§ **TASKS**
(a) According to the text on The Code Breaker, on what date did Isaacson appear on The Late Show with Stephen Colbert to discuss the book?
(b) Write out everything from "2021 book by" down to "discuss the book." in the text on The Code Breaker, swapping "journalist" for "writer".

The Code Breaker: Jennifer Doudna, Gene Editing, and the Future of the Human Race
- First edition cover
- Author: Walter Isaacson
- Language: English
- Subject: Jennifer Doudna; CRISPR gene editing;
- Genre: Biography; science;
- Publisher: Simon & Schuster
- Publication date: March 9, 2021
- Publication place: United States
- Media type: Print (hardcover), e-book, audiobook
- Pages: 560
- ISBN: 978-1-9821-1585-2 (hardcover)
- OCLC: 1187220557
- Dewey Decimal: 576.5
- LC Class: QH440 .I83 2021
- Preceded by: Leonardo da Vinci

= The Code Breaker =

2021 book by Walter Isaacson

The Code Breaker: Jennifer Doudna, Gene Editing, and the Future of the Human Race is a non-fiction book authored by American journalist Walter Isaacson. Published in March 2021 by Simon & Schuster, it is a biography of Jennifer Doudna, the winner of the 2020 Nobel Prize in Chemistry for her work on the CRISPR system of gene editing.

==Promotion==
On March 22, 2021, Isaacson appeared on The Late Show with Stephen Colbert to discuss the book.

==Reception==
The book debuted at number one on The New York Times nonfiction best-seller list for the week ending March 13, 2021.

In its starred review, Kirkus Reviews called it a "vital book about the next big thing in science—and yet another top-notch biography from Isaacson."

Publishers Weekly called it a "gripping account of a great scientific advancement and of the dedicated scientists who realized it."

§ **Point-per-instance localization data**
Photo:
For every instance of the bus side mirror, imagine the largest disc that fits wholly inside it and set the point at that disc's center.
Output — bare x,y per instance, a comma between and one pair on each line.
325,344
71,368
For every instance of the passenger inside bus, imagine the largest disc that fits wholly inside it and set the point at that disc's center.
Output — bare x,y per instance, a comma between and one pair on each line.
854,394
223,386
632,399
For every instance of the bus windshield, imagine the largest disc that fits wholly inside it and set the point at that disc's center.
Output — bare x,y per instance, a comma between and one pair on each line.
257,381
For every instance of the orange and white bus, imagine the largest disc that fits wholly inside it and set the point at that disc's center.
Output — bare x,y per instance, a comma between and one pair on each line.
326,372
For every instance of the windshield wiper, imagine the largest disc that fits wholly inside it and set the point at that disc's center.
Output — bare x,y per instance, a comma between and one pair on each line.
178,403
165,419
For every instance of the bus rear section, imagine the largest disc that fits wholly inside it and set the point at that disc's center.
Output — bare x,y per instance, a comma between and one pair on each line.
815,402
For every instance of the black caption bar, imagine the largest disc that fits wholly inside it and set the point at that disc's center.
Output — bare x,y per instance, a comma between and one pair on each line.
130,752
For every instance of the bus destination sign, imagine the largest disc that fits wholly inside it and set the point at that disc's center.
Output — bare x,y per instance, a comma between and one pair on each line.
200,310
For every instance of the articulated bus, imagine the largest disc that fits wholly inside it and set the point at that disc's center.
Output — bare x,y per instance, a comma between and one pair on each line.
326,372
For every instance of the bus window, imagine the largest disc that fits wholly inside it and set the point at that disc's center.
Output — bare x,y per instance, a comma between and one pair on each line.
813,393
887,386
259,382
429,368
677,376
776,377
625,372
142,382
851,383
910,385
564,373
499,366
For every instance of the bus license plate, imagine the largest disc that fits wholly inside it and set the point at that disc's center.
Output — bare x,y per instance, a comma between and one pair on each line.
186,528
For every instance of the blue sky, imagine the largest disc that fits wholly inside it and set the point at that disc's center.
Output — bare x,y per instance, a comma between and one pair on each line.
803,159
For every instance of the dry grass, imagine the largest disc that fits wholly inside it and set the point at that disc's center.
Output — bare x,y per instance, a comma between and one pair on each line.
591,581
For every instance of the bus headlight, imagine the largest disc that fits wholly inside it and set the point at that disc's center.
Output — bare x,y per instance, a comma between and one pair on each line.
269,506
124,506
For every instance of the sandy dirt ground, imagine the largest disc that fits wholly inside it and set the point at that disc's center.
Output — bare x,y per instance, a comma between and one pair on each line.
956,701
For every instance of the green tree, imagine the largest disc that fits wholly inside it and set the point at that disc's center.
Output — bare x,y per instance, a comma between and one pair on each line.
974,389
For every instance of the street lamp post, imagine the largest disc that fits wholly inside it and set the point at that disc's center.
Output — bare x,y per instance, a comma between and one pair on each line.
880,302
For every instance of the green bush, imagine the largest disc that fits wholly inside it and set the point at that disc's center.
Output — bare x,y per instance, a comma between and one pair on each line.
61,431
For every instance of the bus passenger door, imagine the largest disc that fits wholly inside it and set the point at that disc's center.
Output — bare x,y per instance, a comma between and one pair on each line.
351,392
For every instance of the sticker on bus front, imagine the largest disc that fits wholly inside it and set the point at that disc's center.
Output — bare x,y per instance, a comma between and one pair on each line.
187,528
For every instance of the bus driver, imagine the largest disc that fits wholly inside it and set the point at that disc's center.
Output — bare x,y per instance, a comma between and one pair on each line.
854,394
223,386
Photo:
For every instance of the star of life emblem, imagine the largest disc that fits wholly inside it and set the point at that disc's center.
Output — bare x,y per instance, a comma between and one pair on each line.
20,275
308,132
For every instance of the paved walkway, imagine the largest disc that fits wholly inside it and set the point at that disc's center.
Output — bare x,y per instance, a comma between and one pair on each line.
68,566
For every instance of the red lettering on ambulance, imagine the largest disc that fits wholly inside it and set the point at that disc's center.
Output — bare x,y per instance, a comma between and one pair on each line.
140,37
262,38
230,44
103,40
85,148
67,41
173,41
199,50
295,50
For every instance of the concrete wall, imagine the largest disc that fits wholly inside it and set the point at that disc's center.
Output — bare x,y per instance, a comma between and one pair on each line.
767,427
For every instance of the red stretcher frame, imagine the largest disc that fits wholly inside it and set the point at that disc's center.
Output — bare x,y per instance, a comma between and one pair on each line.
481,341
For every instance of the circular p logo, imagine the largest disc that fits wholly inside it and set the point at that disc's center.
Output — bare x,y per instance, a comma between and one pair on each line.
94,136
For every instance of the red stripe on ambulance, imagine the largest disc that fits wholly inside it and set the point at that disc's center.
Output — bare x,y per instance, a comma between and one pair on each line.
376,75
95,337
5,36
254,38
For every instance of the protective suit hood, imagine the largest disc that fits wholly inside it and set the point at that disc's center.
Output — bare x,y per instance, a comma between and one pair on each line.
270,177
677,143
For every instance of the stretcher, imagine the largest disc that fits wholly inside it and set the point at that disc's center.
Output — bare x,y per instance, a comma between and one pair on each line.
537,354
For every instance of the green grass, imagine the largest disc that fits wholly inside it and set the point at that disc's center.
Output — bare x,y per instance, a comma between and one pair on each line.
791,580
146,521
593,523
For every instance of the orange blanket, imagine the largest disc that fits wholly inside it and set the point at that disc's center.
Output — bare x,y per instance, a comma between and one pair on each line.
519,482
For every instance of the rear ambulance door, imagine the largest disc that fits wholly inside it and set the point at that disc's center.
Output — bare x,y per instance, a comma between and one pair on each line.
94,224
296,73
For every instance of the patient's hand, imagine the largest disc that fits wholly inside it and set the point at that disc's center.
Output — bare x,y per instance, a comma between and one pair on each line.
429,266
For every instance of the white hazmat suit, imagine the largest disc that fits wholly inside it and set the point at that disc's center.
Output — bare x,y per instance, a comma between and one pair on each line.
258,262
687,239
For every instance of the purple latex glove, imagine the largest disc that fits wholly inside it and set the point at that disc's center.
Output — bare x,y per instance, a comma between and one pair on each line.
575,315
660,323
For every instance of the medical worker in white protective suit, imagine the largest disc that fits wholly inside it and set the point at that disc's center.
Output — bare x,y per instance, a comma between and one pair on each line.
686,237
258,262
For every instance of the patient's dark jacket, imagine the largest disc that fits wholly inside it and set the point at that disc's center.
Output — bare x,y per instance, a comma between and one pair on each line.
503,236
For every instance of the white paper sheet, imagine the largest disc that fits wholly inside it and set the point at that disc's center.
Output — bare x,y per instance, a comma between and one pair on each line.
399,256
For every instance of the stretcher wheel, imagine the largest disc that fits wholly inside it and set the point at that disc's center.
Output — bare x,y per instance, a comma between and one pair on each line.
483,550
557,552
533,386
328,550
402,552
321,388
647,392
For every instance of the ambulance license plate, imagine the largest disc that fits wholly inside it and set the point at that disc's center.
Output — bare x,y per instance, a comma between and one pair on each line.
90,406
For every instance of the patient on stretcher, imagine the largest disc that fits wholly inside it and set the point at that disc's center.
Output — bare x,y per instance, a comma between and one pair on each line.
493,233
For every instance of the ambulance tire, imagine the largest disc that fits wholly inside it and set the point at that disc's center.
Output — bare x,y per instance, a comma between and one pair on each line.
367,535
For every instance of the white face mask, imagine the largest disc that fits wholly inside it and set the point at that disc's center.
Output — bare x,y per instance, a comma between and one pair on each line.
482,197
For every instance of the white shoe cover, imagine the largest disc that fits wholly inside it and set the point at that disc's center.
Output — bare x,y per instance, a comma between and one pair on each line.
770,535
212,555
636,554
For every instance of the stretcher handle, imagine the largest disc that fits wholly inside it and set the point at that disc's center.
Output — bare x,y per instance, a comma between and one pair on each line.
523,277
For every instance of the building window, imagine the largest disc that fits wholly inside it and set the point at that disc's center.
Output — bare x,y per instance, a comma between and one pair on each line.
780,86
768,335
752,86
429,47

§ **SOLUTION LIST**
(a) March 22, 2021

(b)
2021 book by Walter Isaacson

The Code Breaker: Jennifer Doudna, Gene Editing, and the Future of the Human Race is a non-fiction book authored by American writer Walter Isaacson. Published in March 2021 by Simon & Schuster, it is a biography of Jennifer Doudna, the winner of the 2020 Nobel Prize in Chemistry for her work on the CRISPR system of gene editing.

==Promotion==
On March 22, 2021, Isaacson appeared on The Late Show with Stephen Colbert to discuss the book.